Problem 1 | In the passage on geographic tongue below, what is the condition called when it appears on sites other than the tongue?
Problem 2 | List the sites that the passage on geographic tongue names as much rarer locations for the condition.

Quoted passage |
'''

Red-and-White Lesions

  1. Geographic tongue (benign migratory glossitis, erythema migrans) (Fig. 3.14a,b)
    Figure 3.14    (a) Geographic tongue (also called benign migratory glossitis, erythema migrans) with flat red areas encircled by raised white rim. (b) Geographic tongue with red flat areas but lacking classic white raised border.
    • Site—anterior two-thirds of dorsal tongue, also lateral and ventral. It is much rarer on other sites such as buccal mucosa, labial mucosa, and soft palate (but with the same morphology and colors) and is referred to as ectopic geographic tongue.
    • Morphology—multiple, well-demarcated macule(s) from atrophy of filiform papillae surrounded completely or partially by a slightly elevated, scalloped border.
    • Color—red macule and yellow-white border.

'''

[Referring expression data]

'''

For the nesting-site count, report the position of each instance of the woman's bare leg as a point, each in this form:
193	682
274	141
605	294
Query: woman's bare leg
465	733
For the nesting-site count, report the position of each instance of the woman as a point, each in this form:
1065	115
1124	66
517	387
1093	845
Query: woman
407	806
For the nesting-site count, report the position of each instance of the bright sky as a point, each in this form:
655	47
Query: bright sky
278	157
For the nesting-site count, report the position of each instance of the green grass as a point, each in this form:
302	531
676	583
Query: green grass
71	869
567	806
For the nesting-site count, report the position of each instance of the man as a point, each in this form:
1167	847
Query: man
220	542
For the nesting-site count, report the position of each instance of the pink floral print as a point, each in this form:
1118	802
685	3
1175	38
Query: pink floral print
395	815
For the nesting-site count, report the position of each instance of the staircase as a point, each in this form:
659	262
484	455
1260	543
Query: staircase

'''
'''

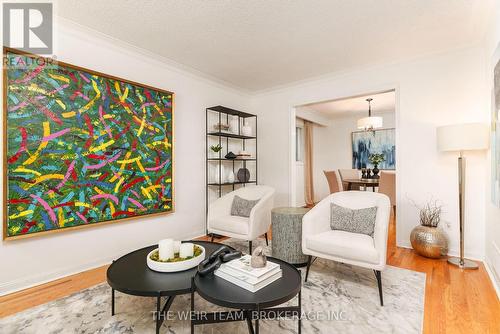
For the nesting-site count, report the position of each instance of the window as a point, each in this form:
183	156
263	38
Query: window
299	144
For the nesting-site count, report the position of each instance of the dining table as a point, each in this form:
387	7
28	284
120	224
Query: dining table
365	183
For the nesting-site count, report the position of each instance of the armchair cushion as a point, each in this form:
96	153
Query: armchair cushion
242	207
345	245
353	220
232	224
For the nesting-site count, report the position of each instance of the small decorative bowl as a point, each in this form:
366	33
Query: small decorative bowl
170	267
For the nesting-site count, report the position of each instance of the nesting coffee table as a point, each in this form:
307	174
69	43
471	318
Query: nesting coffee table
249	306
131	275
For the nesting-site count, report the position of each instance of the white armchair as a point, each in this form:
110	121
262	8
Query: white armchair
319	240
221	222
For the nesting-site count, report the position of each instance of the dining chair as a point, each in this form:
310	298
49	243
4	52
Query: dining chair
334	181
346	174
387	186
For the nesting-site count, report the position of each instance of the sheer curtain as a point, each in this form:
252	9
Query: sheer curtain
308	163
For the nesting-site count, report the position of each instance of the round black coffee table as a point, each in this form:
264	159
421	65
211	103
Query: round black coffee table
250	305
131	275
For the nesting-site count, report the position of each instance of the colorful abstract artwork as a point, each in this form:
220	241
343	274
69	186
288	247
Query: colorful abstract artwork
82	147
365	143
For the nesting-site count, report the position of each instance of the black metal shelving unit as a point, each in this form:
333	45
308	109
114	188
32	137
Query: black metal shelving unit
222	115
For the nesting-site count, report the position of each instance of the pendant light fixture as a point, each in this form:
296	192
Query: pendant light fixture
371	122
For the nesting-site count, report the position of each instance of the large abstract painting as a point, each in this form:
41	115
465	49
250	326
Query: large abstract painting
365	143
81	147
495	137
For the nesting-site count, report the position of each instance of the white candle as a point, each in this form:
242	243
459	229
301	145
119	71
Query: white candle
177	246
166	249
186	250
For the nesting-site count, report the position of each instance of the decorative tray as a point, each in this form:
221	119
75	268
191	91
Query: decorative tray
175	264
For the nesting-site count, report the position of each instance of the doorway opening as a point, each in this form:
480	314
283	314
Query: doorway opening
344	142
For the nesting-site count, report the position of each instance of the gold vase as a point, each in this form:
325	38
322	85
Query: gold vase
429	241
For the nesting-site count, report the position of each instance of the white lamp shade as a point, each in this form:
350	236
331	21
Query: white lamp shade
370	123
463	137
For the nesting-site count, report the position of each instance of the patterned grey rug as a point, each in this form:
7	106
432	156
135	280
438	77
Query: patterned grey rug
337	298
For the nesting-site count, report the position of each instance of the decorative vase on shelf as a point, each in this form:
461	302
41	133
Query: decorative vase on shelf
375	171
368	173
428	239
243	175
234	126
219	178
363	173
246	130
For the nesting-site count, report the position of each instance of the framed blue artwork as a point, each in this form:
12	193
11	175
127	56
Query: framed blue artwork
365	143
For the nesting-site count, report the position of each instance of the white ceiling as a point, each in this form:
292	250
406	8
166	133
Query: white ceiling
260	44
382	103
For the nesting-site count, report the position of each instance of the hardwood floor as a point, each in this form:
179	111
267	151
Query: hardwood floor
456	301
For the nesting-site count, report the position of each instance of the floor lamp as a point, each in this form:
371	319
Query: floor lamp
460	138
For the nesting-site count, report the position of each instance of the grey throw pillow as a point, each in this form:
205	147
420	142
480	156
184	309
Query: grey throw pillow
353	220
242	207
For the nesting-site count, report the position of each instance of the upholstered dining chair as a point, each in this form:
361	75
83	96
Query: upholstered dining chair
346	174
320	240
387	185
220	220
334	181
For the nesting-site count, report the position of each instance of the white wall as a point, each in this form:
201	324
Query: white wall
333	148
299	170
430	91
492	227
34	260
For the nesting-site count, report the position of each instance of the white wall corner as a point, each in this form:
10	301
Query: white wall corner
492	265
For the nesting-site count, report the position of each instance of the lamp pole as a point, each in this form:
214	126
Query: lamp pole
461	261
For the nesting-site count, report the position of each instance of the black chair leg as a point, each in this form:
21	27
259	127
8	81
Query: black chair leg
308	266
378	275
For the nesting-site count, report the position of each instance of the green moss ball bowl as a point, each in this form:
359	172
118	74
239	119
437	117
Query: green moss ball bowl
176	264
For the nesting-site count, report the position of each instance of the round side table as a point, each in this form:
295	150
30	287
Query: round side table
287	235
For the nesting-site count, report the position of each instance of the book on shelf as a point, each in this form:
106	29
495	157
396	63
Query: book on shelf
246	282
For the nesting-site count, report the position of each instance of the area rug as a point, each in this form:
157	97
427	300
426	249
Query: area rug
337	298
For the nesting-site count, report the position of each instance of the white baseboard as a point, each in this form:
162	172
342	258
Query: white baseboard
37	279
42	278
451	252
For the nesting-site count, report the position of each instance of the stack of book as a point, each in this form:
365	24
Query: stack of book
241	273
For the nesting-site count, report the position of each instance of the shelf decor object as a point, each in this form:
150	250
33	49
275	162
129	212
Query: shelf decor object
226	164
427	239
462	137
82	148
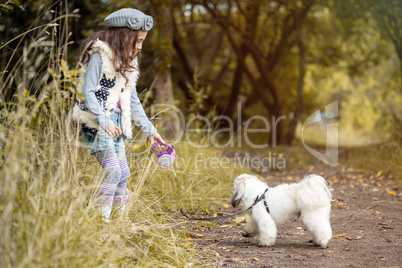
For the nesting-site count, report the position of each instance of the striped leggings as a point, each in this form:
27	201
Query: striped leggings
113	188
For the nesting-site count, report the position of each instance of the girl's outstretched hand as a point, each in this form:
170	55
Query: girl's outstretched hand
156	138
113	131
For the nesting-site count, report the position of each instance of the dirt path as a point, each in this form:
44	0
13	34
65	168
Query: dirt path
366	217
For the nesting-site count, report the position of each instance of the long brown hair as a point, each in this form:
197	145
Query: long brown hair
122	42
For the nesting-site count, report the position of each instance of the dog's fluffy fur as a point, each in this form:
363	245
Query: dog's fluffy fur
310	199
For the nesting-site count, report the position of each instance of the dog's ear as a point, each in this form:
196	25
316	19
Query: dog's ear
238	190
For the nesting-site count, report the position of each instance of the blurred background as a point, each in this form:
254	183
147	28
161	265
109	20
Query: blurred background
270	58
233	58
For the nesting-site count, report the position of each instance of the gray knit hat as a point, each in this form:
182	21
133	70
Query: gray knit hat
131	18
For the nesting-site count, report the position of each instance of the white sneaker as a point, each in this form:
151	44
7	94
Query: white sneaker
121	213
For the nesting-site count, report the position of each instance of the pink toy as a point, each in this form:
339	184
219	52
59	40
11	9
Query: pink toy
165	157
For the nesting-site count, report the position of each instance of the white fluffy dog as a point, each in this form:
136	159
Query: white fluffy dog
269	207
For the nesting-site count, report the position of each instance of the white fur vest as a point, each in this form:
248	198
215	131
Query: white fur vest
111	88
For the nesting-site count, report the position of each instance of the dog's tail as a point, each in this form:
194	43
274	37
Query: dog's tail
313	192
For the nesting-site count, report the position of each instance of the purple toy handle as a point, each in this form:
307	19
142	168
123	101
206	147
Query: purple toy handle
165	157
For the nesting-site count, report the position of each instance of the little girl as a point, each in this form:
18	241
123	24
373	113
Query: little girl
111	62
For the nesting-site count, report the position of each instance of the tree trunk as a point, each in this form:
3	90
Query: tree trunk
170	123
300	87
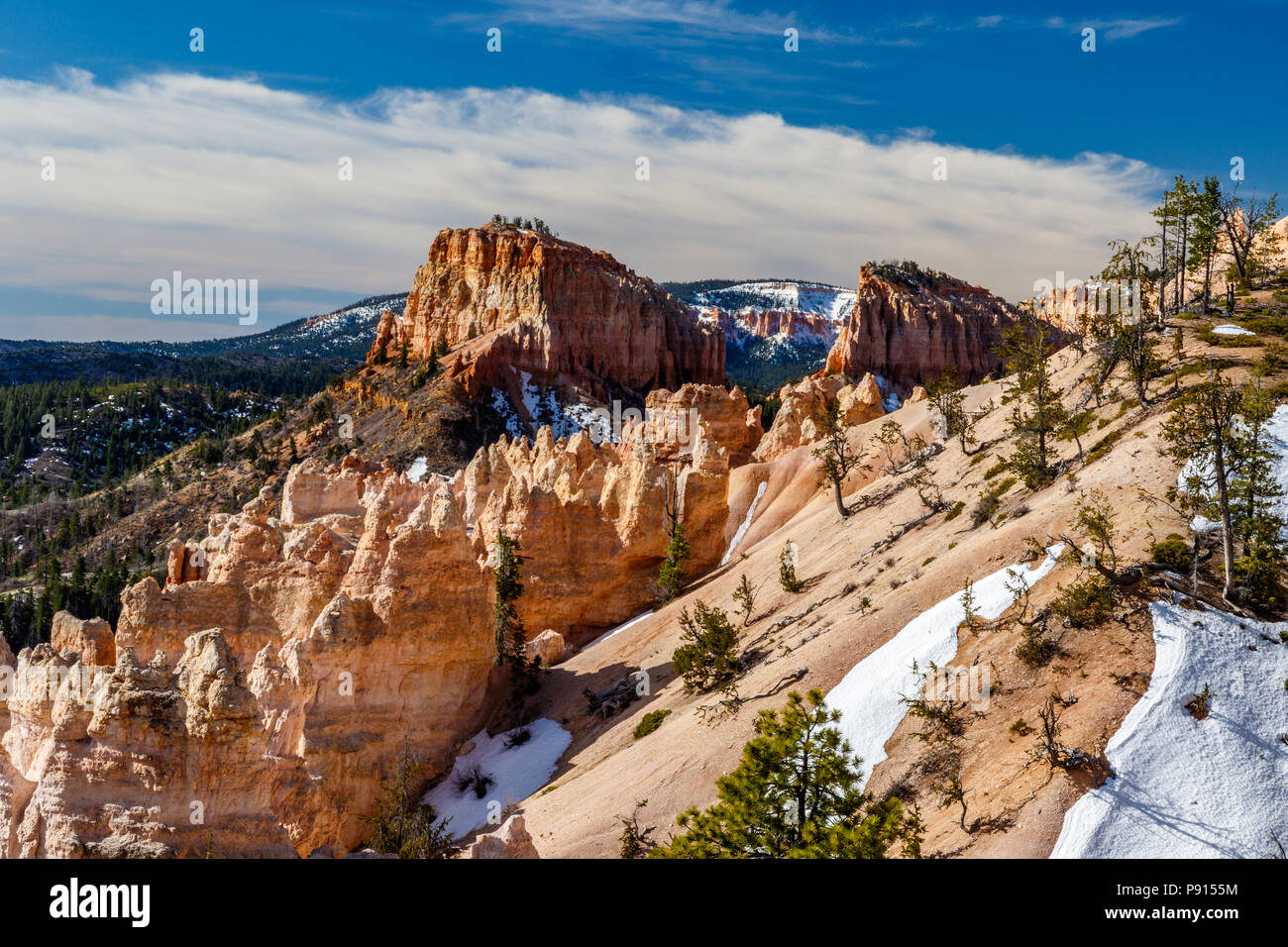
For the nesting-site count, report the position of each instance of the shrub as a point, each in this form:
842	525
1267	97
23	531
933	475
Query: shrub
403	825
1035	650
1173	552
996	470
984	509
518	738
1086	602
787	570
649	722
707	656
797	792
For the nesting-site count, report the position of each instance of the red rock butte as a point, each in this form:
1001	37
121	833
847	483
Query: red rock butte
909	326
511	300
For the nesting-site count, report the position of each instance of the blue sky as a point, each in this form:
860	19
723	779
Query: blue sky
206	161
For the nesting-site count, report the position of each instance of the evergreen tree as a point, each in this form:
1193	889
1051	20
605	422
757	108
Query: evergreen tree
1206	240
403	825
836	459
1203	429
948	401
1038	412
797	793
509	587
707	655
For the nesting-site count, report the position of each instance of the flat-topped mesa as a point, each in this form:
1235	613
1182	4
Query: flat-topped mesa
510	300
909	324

'''
'''

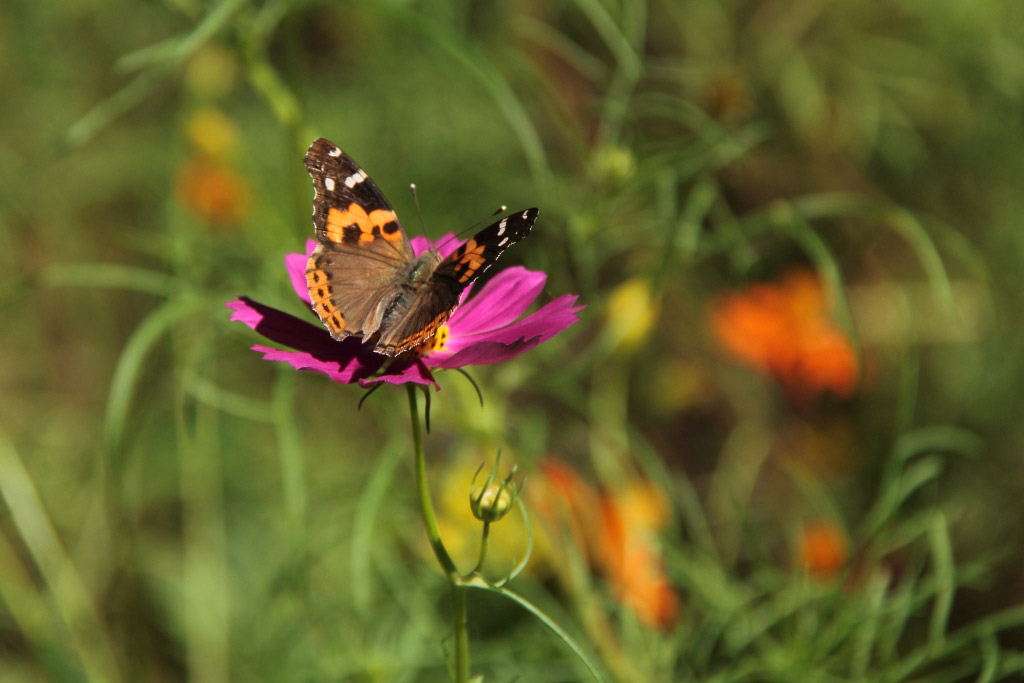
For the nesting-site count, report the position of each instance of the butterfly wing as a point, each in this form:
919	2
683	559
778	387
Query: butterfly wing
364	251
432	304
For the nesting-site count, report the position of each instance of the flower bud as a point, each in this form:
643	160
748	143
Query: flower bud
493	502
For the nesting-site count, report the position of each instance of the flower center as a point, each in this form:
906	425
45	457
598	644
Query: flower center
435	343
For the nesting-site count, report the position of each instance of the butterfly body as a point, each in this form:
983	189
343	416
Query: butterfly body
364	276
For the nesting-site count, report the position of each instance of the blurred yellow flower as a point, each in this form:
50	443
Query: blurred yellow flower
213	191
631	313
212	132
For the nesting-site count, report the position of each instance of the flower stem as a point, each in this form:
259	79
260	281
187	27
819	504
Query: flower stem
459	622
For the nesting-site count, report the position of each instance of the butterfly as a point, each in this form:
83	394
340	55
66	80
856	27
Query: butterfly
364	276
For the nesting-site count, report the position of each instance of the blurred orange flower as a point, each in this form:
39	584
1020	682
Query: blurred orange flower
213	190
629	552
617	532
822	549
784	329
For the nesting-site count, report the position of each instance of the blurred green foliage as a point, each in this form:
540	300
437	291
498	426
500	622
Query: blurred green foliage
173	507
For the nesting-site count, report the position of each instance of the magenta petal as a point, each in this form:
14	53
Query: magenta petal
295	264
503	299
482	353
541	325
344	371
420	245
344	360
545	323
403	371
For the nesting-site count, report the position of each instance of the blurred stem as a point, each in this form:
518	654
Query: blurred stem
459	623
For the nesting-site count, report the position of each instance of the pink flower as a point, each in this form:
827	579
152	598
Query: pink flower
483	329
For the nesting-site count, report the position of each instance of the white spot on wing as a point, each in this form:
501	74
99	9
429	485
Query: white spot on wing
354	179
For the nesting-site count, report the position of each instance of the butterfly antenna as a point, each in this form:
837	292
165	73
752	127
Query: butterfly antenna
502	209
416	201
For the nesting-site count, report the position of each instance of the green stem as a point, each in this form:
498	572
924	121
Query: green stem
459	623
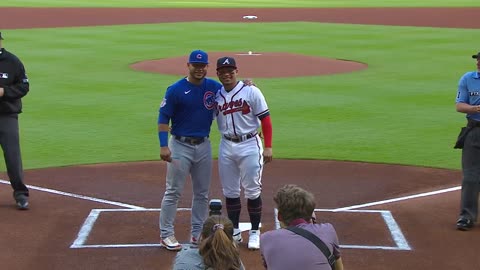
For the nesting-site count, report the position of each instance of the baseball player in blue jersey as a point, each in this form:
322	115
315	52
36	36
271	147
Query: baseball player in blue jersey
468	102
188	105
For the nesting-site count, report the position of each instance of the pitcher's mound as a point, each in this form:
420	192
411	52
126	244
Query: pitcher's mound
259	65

'''

Exercise output 1 | Ectopic geographic tongue.

Exercise output 2 | Buccal mucosa, labial mucosa, and soft palate.